On September 14, clashes erupted for a second day between Azerbaijan and Armenia as world leaders called for an immediate cessation in hostilities and international peace efforts intensified.
Armenia and Azerbaijan accused each other for initiating the new rounds of cross-border shelling, which came a day after the deadliest clashes between the two Caucasus neighbors since the end of a 2020 war over the breakaway region of Nagorno-Karabakh.
Pashinian on September 14 raised the number of ethnic Armenian troops killed in the recent clashes from 49 to 105, and Azerbaijan said it was ready to hand over the corpses of up to 100 Armenian troops to the other side.
Azerbaijan said on September 13 it had lost 50 troops. The Defense Ministry's press service did not give an update on casualties during a briefing on September 14 but said additional information would be provided.
Pashinian told parliament that Armenia had appealed to the Moscow-led Collective Security Treaty Organization (CSTO) to help it restore its territorial integrity.
================================
• [Prompt]
Carry on the news report about the Armenia–Azerbaijan border clashes, picking up after its final sentence. The data that comes next is from a separate source.

• [Collected data]
================================
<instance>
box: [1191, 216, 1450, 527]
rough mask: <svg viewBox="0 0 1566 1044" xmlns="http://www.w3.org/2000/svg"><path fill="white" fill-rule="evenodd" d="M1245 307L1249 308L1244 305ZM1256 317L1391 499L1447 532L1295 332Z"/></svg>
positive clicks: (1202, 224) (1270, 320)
================================
• [Output for this task]
"Our allies are Russia and the CSTO," Pashinian said, adding that the CSTO pact states that an aggression against one member is an aggression against all.
The Azerbaijani military said two Azerbaijani civilians were killed in shelling of its positions in the Kalbacar and Lachin districts of Azerbaijan near the breakaway region of Nagorno-Karabakh.
Diplomatic efforts to calm the situation were under way on September 14.
Toivo Klaar, the special representative of the European Union for the South Caucasus, met with Azerbaijani President Ilham Aliyev and expressed concern. Klaar noted that EU leaders had spoken by phone with Pashinian and Aliyev.
U.S. Secretary of State Antony Blinken also spoke by phone with the two leaders, while the State Department said Washington would "push for an immediate halt to fighting and a peace settlement."
UN Secretary-General Antonio Guterres also urged the two sides to urgently de-escalate tensions.
Aliyev accused Armenia of provoking the attacks and said that Azerbaijan supported the peace agenda already begun by Brussels.
Baku and Yerevan have been locked in a conflict over Nagorno-Karabakh for years. Armenian-backed separatists seized the mainly Armenian-populated region from Azerbaijan during a war in the early 1990s that killed some 30,000 people.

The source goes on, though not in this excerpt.